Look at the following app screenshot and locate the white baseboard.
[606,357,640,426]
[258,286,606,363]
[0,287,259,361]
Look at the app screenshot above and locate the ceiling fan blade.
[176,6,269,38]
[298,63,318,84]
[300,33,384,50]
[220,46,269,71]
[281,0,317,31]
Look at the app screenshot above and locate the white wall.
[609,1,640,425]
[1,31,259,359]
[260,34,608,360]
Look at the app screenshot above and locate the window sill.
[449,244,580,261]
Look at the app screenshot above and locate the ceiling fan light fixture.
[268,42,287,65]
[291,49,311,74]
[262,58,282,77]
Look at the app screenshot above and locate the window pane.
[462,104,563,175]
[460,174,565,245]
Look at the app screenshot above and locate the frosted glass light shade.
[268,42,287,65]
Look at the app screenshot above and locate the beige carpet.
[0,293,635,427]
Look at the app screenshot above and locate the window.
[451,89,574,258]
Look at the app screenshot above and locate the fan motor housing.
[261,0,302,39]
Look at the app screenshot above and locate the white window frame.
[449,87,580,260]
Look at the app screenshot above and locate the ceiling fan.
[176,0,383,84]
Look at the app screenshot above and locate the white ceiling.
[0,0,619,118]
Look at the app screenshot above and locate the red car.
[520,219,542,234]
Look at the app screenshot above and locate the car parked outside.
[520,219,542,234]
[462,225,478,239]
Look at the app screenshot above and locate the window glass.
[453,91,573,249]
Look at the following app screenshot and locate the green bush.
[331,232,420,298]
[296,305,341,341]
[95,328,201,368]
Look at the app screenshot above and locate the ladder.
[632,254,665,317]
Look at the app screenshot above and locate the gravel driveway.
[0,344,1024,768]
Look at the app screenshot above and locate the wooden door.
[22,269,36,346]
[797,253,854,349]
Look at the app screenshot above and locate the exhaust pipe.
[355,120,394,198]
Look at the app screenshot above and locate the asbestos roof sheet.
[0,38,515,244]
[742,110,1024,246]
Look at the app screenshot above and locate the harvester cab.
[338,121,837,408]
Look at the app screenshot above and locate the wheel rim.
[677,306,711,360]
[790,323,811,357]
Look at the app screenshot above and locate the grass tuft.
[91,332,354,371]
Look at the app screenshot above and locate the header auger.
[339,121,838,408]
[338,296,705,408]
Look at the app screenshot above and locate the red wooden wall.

------------

Convert the data, starting at its first line and stopping after the line that contains "[742,110,1024,246]", into a two-column CSV with the headers text and answer. Each row pairs a line of prose with the bracketed lines that follow it, with both fields quoted and line breaks replaced by spaces.

- [Answer in full]
text,answer
"Look at the following app screenshot and locate the white baseboard.","[606,357,640,426] [258,286,606,363] [0,287,259,361]"
"Look at the app screenshot above and locate the ceiling fan blade.","[176,6,269,38] [298,63,318,84] [300,33,384,50] [220,46,269,71] [281,0,317,31]"
"Look at the app screenshot above and locate the white wall.","[609,1,640,425] [1,31,259,359] [260,34,608,360]"
"Look at the app screenshot above and locate the window sill.","[449,244,580,261]"
"Look at the app screenshot above and locate the ceiling fan light fixture.","[268,42,287,65] [291,49,311,74] [262,58,282,77]"
"Look at the app screenshot above and locate the window pane.","[462,104,563,175] [460,174,565,245]"
"Look at the app screenshot above and locate the frosted glass light shade.","[268,42,287,65]"
"Look at the app screenshot above and locate the beige carpet.","[0,293,635,427]"
"Look at the app screenshot above and locate the window.","[451,89,574,258]"
"Look at the app screenshot above and locate the fan motor housing.","[261,0,302,39]"
"Look at the app screenshot above and locate the white window frame.","[449,87,580,260]"
"Look at the app screenshot above and locate the ceiling fan.","[176,0,383,84]"
"Look at the app screenshot above and locate the white ceiling.","[0,0,619,118]"
"Look at the app screenshot above and locate the red car.","[520,219,542,234]"
"Look at the app screenshot above and locate the car parked outside.","[520,219,542,234] [462,225,478,239]"
"Look at the app screenshot above and locate the window glass.","[453,91,573,249]"
"Look at the following app screenshot and locate the green bush.","[331,232,420,298] [296,305,341,341] [95,328,201,368]"
"Look at the app screenshot above and locate the ladder.","[632,254,665,317]"
"Look at the app screenshot above and locate the gravel driveway.","[0,344,1024,768]"
"Look at the app screenshot above and locate the wooden door.","[22,269,36,346] [797,253,854,349]"
"Look at the app screenshot above and locate the exhaust pipe.","[355,120,394,198]"
"Look at the app screenshot above and locate the asbestos roof sheet.","[0,38,515,244] [742,110,1024,246]"